BEGIN RECORDS FOR THIS EXERCISE

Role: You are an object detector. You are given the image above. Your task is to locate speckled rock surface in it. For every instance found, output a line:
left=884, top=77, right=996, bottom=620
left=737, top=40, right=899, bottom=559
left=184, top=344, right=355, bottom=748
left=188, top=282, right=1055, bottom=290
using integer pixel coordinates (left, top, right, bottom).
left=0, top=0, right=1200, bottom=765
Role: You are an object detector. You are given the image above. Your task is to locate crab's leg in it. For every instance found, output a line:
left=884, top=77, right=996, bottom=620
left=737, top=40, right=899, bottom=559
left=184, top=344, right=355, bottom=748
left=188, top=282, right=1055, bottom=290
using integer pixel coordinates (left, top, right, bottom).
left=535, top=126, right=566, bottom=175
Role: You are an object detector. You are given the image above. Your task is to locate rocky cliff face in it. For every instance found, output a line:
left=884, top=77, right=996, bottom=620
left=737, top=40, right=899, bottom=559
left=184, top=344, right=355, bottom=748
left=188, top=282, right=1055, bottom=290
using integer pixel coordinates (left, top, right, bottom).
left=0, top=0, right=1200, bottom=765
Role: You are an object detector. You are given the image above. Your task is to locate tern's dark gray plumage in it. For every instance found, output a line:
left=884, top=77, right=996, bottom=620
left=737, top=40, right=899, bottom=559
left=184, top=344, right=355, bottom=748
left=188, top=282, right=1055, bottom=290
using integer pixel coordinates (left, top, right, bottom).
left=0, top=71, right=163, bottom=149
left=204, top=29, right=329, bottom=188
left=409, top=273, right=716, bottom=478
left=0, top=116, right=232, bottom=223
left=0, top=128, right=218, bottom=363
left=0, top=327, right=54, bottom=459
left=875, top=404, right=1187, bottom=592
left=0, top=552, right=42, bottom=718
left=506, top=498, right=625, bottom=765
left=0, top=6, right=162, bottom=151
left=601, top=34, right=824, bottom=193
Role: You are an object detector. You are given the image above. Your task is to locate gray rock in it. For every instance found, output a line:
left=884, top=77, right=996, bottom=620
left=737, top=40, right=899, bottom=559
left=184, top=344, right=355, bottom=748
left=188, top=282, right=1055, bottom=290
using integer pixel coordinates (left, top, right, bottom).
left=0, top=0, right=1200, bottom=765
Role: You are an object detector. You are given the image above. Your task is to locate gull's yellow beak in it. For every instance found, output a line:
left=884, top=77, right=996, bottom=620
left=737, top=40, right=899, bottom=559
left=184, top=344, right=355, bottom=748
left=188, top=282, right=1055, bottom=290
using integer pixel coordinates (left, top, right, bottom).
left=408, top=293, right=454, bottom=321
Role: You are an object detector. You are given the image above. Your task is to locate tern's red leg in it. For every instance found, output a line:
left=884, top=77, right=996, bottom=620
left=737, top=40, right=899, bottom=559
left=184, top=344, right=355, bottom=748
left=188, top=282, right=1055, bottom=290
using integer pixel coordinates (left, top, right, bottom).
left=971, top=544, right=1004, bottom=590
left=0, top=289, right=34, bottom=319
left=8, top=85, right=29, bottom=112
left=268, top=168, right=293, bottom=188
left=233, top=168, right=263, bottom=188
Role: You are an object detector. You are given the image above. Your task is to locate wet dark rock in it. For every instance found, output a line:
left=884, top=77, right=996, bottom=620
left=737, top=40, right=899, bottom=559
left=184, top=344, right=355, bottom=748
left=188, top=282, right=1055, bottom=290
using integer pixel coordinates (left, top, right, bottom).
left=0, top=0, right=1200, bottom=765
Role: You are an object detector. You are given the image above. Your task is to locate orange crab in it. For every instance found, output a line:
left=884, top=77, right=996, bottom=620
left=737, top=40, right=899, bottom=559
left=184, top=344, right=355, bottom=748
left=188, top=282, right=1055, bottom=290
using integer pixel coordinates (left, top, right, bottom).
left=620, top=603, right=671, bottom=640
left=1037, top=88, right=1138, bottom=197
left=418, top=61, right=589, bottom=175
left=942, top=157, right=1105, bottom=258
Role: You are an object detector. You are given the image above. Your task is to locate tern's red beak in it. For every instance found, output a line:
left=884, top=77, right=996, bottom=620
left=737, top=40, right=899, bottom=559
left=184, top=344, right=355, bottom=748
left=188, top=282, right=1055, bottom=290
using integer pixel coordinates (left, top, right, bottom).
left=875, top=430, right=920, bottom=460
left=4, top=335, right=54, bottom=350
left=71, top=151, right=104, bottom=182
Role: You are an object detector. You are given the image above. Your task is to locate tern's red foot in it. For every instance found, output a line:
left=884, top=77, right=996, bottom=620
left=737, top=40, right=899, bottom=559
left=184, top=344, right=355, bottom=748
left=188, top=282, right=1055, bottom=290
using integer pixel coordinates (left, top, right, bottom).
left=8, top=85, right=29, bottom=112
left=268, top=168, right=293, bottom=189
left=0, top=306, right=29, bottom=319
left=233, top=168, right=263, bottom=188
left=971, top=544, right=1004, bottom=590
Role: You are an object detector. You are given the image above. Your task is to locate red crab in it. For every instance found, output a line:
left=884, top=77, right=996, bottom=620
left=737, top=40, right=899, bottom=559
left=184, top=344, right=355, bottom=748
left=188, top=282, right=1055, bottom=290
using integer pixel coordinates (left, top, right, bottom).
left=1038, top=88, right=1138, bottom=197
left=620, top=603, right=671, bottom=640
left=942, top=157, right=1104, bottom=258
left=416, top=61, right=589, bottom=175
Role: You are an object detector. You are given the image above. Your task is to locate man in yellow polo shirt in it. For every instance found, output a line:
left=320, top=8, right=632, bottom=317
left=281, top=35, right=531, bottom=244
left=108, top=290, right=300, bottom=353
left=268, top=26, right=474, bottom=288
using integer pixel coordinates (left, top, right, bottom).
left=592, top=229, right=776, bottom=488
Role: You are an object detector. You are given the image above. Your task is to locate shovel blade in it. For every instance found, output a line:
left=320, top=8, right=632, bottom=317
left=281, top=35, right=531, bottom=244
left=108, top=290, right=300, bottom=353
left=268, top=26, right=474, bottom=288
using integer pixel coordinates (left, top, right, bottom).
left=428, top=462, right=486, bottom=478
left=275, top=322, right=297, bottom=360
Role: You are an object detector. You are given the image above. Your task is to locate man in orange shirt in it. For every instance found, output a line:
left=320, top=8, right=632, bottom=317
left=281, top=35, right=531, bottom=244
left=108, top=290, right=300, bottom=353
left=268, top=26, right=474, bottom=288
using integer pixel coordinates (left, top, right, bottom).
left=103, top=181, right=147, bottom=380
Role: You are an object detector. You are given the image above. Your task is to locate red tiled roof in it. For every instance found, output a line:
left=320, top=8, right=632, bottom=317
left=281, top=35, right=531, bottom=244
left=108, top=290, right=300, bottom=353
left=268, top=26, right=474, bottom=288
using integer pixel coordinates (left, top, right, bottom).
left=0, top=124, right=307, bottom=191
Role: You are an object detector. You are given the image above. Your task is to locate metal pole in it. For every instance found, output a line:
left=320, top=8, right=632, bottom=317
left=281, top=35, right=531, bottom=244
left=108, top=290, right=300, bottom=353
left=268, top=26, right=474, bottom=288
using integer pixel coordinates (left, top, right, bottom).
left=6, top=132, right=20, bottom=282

END RECORDS FOR THIS EXERCISE

> _GIVEN REQUEST_
Render every line of the records above as a Markdown table with the columns "Row" and "Record line", numbering the rows in order and skipping blank lines.

> _EXERCISE OUTPUT_
| Row | Record line |
|---|---|
| 1 | Role: You are an object detector. You are given the image above. Your task is to locate speckled rock surface in it. For every instance found, output a line: |
| 2 | left=884, top=77, right=996, bottom=620 |
| 3 | left=737, top=40, right=899, bottom=559 |
| 4 | left=184, top=344, right=355, bottom=748 |
| 5 | left=188, top=282, right=1055, bottom=290 |
| 6 | using integer pixel coordinates (left, top, right, bottom). |
| 7 | left=0, top=0, right=1200, bottom=765 |
| 8 | Role: You are an object detector. You are given the image above. Your task is to locate crab's leg in it. For every instance found, output a line: |
| 9 | left=884, top=77, right=996, bottom=620 |
| 10 | left=737, top=40, right=899, bottom=559 |
| 11 | left=184, top=344, right=355, bottom=748 |
| 12 | left=188, top=282, right=1055, bottom=290 |
| 13 | using integer pixel coordinates (left, top, right, bottom). |
| 14 | left=535, top=126, right=566, bottom=175 |
| 15 | Role: You are an object detector. You are given the image above. Your task is to locate rocky cliff face in it. For every instance found, output a line: |
| 16 | left=884, top=77, right=996, bottom=620 |
| 17 | left=737, top=40, right=899, bottom=559 |
| 18 | left=184, top=344, right=355, bottom=748 |
| 19 | left=188, top=282, right=1055, bottom=290 |
| 20 | using integer pixel coordinates (left, top, right, bottom). |
| 21 | left=0, top=0, right=1200, bottom=765 |
| 22 | Role: You are an object detector. You are given the image above. Your task is to locate tern's dark gray plumage in it. For every instance found, output a line: |
| 23 | left=884, top=77, right=996, bottom=620 |
| 24 | left=737, top=40, right=899, bottom=559 |
| 25 | left=184, top=344, right=355, bottom=748 |
| 26 | left=188, top=282, right=1055, bottom=290 |
| 27 | using integer pixel coordinates (left, top, right, bottom). |
| 28 | left=0, top=71, right=163, bottom=149 |
| 29 | left=204, top=29, right=329, bottom=188 |
| 30 | left=409, top=273, right=716, bottom=478 |
| 31 | left=0, top=116, right=232, bottom=223 |
| 32 | left=0, top=128, right=218, bottom=363 |
| 33 | left=0, top=327, right=54, bottom=459 |
| 34 | left=875, top=404, right=1187, bottom=592 |
| 35 | left=0, top=552, right=42, bottom=718 |
| 36 | left=506, top=498, right=625, bottom=765 |
| 37 | left=0, top=6, right=162, bottom=151 |
| 38 | left=601, top=34, right=824, bottom=193 |
| 39 | Role: You are an object detector. You are given the image above. Your task is to locate gray rock in it. For every instance found, output a line: |
| 40 | left=884, top=77, right=996, bottom=620 |
| 41 | left=737, top=40, right=899, bottom=559 |
| 42 | left=184, top=344, right=355, bottom=748 |
| 43 | left=188, top=282, right=1055, bottom=290 |
| 44 | using integer pixel coordinates (left, top, right, bottom). |
| 45 | left=0, top=0, right=1200, bottom=765 |
| 46 | Role: You are an object detector. You are given the image above. Your task is to locate gull's yellow beak in it. For every instance found, output a line: |
| 47 | left=884, top=77, right=996, bottom=620 |
| 48 | left=737, top=40, right=899, bottom=559 |
| 49 | left=184, top=344, right=355, bottom=748 |
| 50 | left=188, top=282, right=1055, bottom=290 |
| 51 | using integer pixel coordinates (left, top, right, bottom). |
| 52 | left=408, top=293, right=454, bottom=321 |
| 53 | Role: You are an object detector. You are given the image above. Your task is to locate tern's red leg in it. For every instance found, output a line: |
| 54 | left=884, top=77, right=996, bottom=620 |
| 55 | left=737, top=40, right=899, bottom=559 |
| 56 | left=184, top=344, right=355, bottom=748 |
| 57 | left=188, top=282, right=1055, bottom=290 |
| 58 | using integer pixel coordinates (left, top, right, bottom). |
| 59 | left=971, top=544, right=1004, bottom=590 |
| 60 | left=0, top=289, right=34, bottom=319 |
| 61 | left=8, top=85, right=29, bottom=112 |
| 62 | left=268, top=168, right=293, bottom=188 |
| 63 | left=233, top=168, right=263, bottom=188 |
| 64 | Role: You are an object detector. You are given the image above. Your task is to locate wet dark rock in it. For every instance found, output a line: |
| 65 | left=884, top=77, right=996, bottom=620 |
| 66 | left=737, top=40, right=899, bottom=559 |
| 67 | left=184, top=344, right=355, bottom=748 |
| 68 | left=188, top=282, right=1055, bottom=290 |
| 69 | using integer pixel coordinates (left, top, right, bottom). |
| 70 | left=0, top=0, right=1200, bottom=765 |
| 71 | Role: You are an object detector. You are given the image above. Your task is to locate orange crab in it. For every instance found, output a line: |
| 72 | left=884, top=77, right=996, bottom=620 |
| 73 | left=737, top=40, right=899, bottom=559 |
| 74 | left=184, top=344, right=355, bottom=748 |
| 75 | left=188, top=282, right=1055, bottom=290 |
| 76 | using integer pixel coordinates (left, top, right, bottom). |
| 77 | left=620, top=603, right=671, bottom=640 |
| 78 | left=1037, top=88, right=1138, bottom=197 |
| 79 | left=418, top=61, right=589, bottom=175 |
| 80 | left=942, top=157, right=1105, bottom=258 |
| 81 | Role: You are an object detector. You are given the image above. Your task is to locate tern's red beak in it. For every instance found, output a line: |
| 82 | left=884, top=77, right=996, bottom=620 |
| 83 | left=737, top=40, right=899, bottom=559 |
| 84 | left=184, top=344, right=355, bottom=748 |
| 85 | left=188, top=282, right=1055, bottom=290 |
| 86 | using integer pixel coordinates (left, top, right, bottom). |
| 87 | left=875, top=430, right=920, bottom=460 |
| 88 | left=4, top=335, right=54, bottom=350 |
| 89 | left=71, top=151, right=104, bottom=182 |
| 90 | Role: You are an object detector. You are given the image above. Your task is to locate tern's red foot in it. For every instance found, output a line: |
| 91 | left=884, top=77, right=996, bottom=620 |
| 92 | left=737, top=40, right=899, bottom=559 |
| 93 | left=184, top=344, right=355, bottom=748 |
| 94 | left=188, top=282, right=1055, bottom=290 |
| 95 | using integer pixel coordinates (left, top, right, bottom). |
| 96 | left=8, top=85, right=29, bottom=112 |
| 97 | left=268, top=168, right=293, bottom=189 |
| 98 | left=0, top=306, right=29, bottom=319 |
| 99 | left=233, top=168, right=263, bottom=188 |
| 100 | left=971, top=544, right=1004, bottom=590 |
| 101 | Role: You are an object detector. You are given the image above. Your task is to locate red crab in it. For every instance found, output a line: |
| 102 | left=884, top=77, right=996, bottom=620 |
| 103 | left=737, top=40, right=899, bottom=559 |
| 104 | left=184, top=344, right=355, bottom=748 |
| 105 | left=188, top=282, right=1055, bottom=290 |
| 106 | using integer pixel coordinates (left, top, right, bottom). |
| 107 | left=1038, top=88, right=1138, bottom=197 |
| 108 | left=620, top=603, right=671, bottom=640 |
| 109 | left=942, top=157, right=1104, bottom=258 |
| 110 | left=416, top=61, right=589, bottom=175 |
| 111 | Role: You are an object detector. You are given the image above. Your task is to locate man in yellow polo shirt in it. For every instance found, output a line: |
| 112 | left=320, top=8, right=632, bottom=317 |
| 113 | left=281, top=35, right=531, bottom=244 |
| 114 | left=108, top=290, right=300, bottom=353 |
| 115 | left=268, top=26, right=474, bottom=288 |
| 116 | using integer pixel coordinates (left, top, right, bottom). |
| 117 | left=592, top=229, right=776, bottom=488 |
| 118 | Role: You are an object detector. You are given the image above. Your task is to locate shovel blade in it. For every instance found, output a line: |
| 119 | left=320, top=8, right=632, bottom=317 |
| 120 | left=281, top=35, right=531, bottom=244 |
| 121 | left=108, top=290, right=300, bottom=353 |
| 122 | left=268, top=26, right=474, bottom=288 |
| 123 | using integer pixel coordinates (left, top, right, bottom). |
| 124 | left=428, top=462, right=486, bottom=478 |
| 125 | left=275, top=322, right=297, bottom=360 |
| 126 | Role: You are an object detector. You are given the image above. Your task is to locate man in orange shirt in it. For every instance found, output a line: |
| 127 | left=320, top=8, right=632, bottom=317 |
| 128 | left=281, top=35, right=531, bottom=244 |
| 129 | left=108, top=290, right=300, bottom=353 |
| 130 | left=268, top=26, right=474, bottom=288 |
| 131 | using integer pixel coordinates (left, top, right, bottom). |
| 132 | left=103, top=181, right=147, bottom=380 |
| 133 | Role: You are an object detector. You are given the image above. Your task is to locate red tiled roof in it. For every instance found, output a line: |
| 134 | left=320, top=8, right=632, bottom=317 |
| 135 | left=281, top=35, right=531, bottom=244 |
| 136 | left=108, top=290, right=300, bottom=353 |
| 137 | left=268, top=26, right=474, bottom=288 |
| 138 | using integer pixel coordinates (left, top, right, bottom). |
| 139 | left=0, top=124, right=307, bottom=191 |
| 140 | Role: You are an object detector. You are given the image above. Your task is to locate metal pole in it. For every instance found, output a line: |
| 141 | left=320, top=8, right=632, bottom=317 |
| 142 | left=281, top=35, right=531, bottom=244 |
| 143 | left=108, top=290, right=300, bottom=353 |
| 144 | left=268, top=26, right=474, bottom=288 |
| 145 | using integer pixel coordinates (left, top, right, bottom). |
| 146 | left=6, top=132, right=20, bottom=282 |